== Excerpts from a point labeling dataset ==
--- START ---

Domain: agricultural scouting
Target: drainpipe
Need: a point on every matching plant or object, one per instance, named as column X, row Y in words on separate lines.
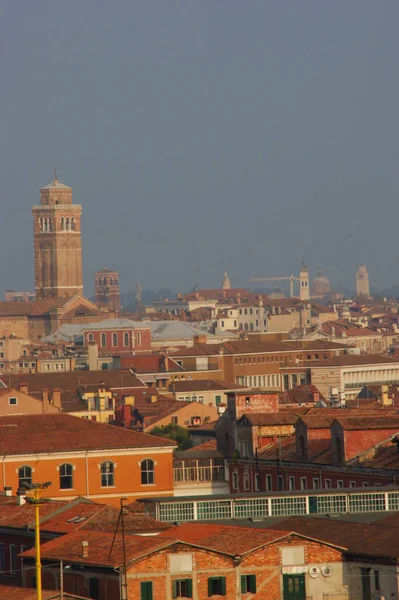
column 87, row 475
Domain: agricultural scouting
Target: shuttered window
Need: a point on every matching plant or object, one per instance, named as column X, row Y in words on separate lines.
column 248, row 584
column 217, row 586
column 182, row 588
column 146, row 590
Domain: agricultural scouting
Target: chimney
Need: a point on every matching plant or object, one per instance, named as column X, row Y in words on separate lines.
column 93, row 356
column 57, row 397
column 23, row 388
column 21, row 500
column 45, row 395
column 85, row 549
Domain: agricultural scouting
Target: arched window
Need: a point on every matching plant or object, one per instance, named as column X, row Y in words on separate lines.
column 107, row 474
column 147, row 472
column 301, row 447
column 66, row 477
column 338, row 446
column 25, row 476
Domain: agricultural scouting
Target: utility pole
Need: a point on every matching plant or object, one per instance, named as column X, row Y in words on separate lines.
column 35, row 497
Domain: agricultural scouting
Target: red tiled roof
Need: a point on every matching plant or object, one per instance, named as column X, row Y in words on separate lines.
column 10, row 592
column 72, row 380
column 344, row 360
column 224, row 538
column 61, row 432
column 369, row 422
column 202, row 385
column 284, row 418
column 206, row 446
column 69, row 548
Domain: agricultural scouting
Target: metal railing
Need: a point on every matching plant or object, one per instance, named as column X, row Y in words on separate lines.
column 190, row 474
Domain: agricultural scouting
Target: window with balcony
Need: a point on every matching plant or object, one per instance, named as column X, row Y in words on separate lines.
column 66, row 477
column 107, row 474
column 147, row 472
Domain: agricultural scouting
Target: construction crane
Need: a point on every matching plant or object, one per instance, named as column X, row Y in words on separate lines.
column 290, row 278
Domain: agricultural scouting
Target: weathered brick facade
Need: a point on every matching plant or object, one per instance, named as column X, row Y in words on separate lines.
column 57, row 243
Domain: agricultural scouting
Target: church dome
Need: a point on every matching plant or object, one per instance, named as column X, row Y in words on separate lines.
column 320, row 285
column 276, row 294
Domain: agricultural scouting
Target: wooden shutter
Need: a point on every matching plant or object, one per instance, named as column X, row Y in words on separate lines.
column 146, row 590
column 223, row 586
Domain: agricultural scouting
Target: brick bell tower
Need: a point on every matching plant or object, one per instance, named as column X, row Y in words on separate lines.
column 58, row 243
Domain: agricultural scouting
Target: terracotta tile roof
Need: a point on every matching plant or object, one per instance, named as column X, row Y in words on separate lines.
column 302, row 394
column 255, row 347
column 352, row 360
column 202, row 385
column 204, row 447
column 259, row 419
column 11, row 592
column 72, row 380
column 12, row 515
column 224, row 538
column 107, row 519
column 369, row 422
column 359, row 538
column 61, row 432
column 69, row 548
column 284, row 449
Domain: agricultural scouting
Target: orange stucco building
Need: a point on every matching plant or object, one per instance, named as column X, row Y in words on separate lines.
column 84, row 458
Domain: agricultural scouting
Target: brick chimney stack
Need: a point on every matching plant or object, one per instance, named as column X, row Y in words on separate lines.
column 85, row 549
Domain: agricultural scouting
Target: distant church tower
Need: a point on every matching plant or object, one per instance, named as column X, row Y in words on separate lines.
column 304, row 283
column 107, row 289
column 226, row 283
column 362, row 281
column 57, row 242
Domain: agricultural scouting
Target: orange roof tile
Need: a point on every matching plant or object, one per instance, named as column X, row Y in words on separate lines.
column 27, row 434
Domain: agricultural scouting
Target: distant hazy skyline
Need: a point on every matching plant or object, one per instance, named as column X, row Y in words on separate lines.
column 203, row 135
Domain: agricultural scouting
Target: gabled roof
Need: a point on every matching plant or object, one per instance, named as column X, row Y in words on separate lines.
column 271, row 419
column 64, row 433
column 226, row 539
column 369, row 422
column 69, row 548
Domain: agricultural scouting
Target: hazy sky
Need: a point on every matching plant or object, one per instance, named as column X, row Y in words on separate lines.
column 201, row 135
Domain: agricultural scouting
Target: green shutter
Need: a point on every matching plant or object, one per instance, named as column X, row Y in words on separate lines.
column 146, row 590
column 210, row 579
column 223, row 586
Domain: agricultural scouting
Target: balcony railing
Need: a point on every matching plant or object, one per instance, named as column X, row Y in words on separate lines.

--- END ---

== Required work ==
Please list every line in the records above that contains the string "roof". Case counts.

== Response to the task ==
Target: red tiled roof
Target: terracotta tile roof
Target: orange roof tile
Target: gabled roof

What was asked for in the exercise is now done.